▶ **Recorded data**
((

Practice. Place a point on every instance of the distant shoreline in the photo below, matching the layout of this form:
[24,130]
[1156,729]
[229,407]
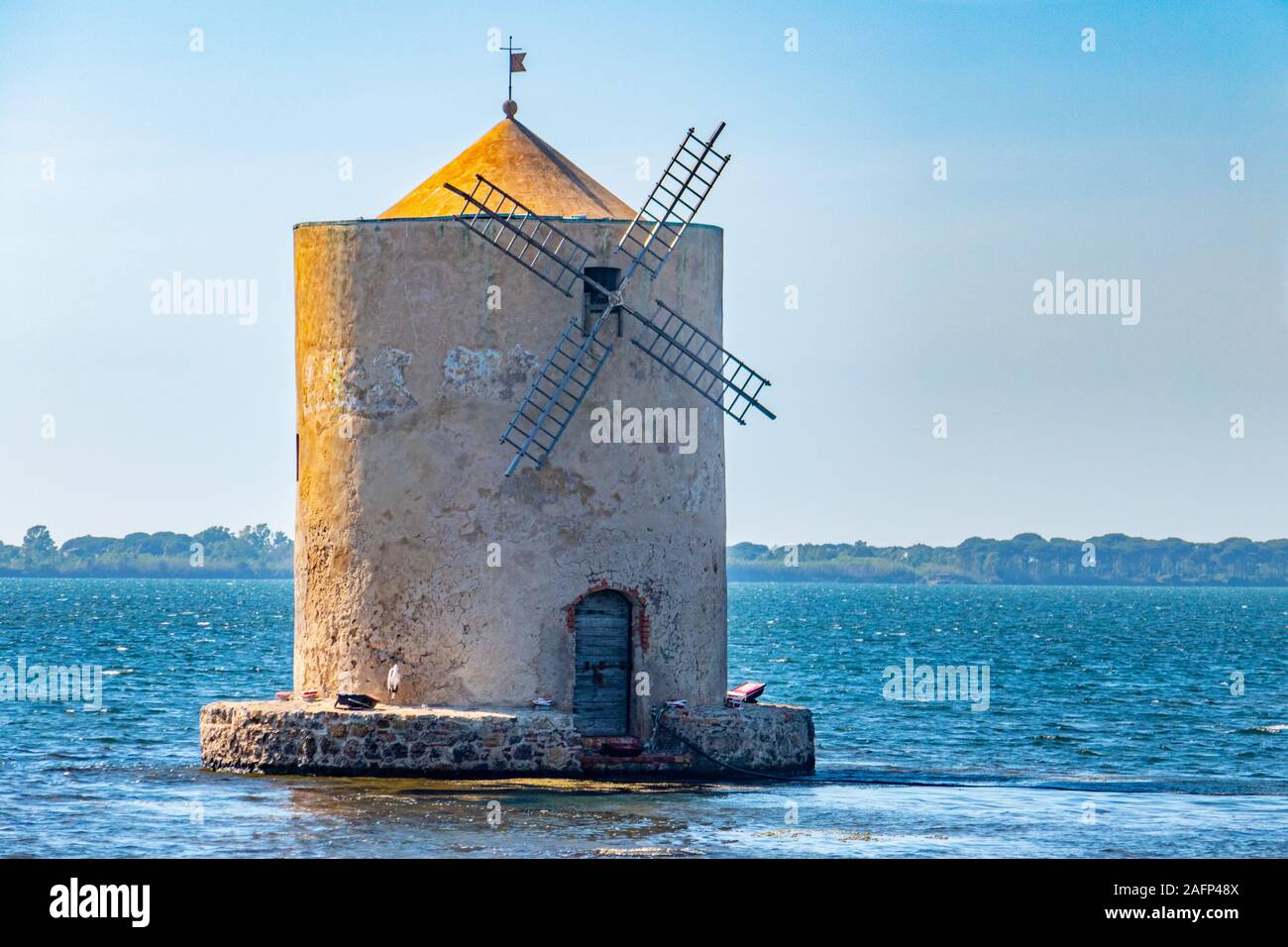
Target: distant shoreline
[1113,560]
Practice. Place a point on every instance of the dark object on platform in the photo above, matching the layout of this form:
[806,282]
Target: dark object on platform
[619,748]
[355,701]
[745,693]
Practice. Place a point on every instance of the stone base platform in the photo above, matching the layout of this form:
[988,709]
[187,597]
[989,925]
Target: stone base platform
[296,737]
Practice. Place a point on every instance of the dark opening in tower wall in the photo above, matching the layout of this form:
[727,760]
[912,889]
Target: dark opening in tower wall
[592,302]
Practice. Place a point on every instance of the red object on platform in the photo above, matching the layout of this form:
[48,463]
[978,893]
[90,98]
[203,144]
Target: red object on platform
[747,693]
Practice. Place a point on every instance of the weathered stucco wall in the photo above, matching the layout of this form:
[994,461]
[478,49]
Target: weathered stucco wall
[406,380]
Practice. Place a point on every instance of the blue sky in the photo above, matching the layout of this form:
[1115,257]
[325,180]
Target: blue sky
[915,296]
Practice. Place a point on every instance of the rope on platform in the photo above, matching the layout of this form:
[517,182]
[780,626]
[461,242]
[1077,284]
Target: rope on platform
[658,724]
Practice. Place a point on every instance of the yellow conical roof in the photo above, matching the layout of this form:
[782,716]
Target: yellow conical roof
[522,165]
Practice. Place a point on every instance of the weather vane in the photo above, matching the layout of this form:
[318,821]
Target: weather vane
[510,106]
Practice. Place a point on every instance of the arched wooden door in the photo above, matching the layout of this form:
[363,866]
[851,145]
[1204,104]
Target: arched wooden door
[600,694]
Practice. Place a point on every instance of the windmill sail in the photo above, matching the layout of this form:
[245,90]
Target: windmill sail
[702,364]
[673,202]
[519,234]
[557,393]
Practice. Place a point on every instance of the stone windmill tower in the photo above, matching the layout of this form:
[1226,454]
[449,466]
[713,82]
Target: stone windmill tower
[439,527]
[416,339]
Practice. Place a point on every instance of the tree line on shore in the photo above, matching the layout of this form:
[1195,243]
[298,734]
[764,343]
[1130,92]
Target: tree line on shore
[257,552]
[254,552]
[1025,560]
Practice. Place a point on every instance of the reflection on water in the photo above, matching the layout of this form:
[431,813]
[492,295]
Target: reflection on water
[1108,735]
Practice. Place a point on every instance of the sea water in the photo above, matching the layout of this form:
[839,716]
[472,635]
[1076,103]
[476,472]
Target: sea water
[1119,722]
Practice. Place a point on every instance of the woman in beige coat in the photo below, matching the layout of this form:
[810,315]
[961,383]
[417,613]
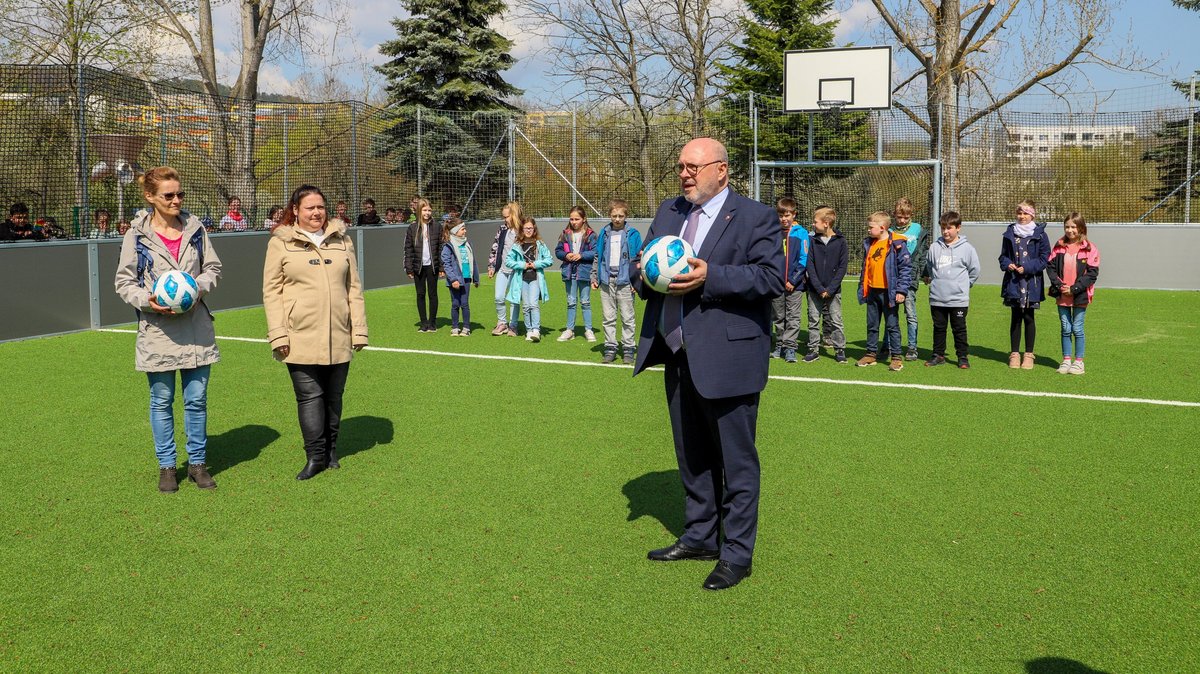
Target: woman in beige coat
[167,239]
[315,317]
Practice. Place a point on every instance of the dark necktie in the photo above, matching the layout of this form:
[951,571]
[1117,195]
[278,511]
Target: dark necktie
[672,305]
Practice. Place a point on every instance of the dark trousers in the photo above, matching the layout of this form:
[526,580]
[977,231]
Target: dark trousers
[876,307]
[318,389]
[426,282]
[958,319]
[1023,317]
[460,301]
[718,461]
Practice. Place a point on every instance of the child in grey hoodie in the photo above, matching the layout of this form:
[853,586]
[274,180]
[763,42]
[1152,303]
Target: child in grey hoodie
[951,270]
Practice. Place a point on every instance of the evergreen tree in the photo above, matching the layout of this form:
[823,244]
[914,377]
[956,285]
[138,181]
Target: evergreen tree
[447,60]
[772,28]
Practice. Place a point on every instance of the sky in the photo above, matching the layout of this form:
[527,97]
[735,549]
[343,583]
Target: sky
[1164,35]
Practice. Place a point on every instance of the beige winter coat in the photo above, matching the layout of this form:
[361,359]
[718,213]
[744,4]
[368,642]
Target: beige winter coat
[168,342]
[312,296]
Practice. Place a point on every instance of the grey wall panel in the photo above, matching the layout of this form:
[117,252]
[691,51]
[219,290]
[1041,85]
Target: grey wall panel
[45,289]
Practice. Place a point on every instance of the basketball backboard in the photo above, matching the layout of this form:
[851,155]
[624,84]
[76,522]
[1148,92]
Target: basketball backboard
[853,78]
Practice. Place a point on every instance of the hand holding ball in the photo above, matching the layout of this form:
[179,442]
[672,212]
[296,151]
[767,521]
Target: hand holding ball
[177,290]
[665,258]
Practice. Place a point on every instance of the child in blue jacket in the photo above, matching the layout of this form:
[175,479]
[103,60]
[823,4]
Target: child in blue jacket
[787,307]
[459,263]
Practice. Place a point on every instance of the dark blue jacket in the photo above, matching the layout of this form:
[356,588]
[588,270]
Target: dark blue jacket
[1035,259]
[898,271]
[827,264]
[726,323]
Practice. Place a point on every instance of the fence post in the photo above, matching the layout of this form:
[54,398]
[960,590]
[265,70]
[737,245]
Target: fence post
[1187,175]
[419,181]
[513,161]
[354,156]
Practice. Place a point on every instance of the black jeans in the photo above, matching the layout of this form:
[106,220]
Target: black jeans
[426,282]
[318,389]
[958,319]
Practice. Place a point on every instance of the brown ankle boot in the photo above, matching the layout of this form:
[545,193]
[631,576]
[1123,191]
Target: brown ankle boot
[167,482]
[199,474]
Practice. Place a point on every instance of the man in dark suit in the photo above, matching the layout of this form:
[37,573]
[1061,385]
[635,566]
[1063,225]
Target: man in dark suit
[712,332]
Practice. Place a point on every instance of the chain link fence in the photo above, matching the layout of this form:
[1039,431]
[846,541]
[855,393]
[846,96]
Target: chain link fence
[71,143]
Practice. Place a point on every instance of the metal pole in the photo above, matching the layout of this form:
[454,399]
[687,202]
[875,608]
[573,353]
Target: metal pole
[513,161]
[810,136]
[1192,124]
[85,216]
[354,156]
[419,181]
[286,151]
[575,152]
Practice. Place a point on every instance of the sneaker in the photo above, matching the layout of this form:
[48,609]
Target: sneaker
[167,481]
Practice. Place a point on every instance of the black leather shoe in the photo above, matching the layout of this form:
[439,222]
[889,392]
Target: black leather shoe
[310,469]
[677,551]
[725,576]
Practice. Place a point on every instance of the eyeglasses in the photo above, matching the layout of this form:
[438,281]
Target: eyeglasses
[694,169]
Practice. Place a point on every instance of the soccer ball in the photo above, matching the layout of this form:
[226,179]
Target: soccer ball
[665,258]
[177,290]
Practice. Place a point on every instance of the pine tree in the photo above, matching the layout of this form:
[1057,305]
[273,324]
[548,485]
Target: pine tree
[447,60]
[772,28]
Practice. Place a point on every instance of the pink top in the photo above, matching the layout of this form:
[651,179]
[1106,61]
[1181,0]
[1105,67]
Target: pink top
[172,245]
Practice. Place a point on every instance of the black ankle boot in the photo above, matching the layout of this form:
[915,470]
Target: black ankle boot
[312,468]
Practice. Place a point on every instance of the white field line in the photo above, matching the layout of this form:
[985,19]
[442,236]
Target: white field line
[774,377]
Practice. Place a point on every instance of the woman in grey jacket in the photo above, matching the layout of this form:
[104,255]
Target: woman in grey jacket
[165,239]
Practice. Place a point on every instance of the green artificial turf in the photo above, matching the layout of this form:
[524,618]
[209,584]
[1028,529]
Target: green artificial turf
[495,515]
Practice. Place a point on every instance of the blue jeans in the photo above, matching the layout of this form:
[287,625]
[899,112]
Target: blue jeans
[503,277]
[877,306]
[1072,319]
[583,289]
[531,304]
[196,414]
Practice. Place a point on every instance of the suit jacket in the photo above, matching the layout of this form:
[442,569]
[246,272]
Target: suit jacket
[726,323]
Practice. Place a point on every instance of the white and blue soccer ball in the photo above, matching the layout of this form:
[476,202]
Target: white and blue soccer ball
[665,258]
[177,290]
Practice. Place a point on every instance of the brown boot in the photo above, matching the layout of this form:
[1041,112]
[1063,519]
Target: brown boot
[167,482]
[199,474]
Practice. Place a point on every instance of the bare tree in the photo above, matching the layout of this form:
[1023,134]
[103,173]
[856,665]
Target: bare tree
[991,52]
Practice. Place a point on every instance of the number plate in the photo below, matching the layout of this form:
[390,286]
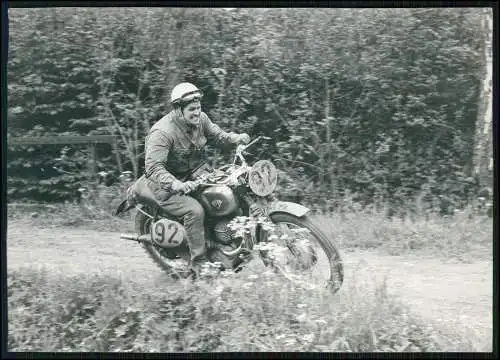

))

▶ **Task details**
Please retype the records from the line containing "Practice. Place a point on every instance of the white and", including that line, down through the end of the records, with no pictures in your answer.

▶ **Completed task**
Practice. Place a point on every instance of the white and blue soccer ball in the photo above, matching the layout of this form:
[476,202]
Target: white and blue soccer ball
[665,258]
[177,290]
Practice. Place a point on every instance of the brown boot in the photo above, matching the layout of this form:
[1041,112]
[1063,519]
Target: brown boot
[167,482]
[199,474]
Practice. Place a point on every instance of the bare tree in the photo above, matching the layout of this form:
[1023,134]
[103,173]
[856,665]
Target: bare tree
[991,52]
Practice. Place a point on every instance of the number plate in the photo below, matching the layout of this form:
[390,286]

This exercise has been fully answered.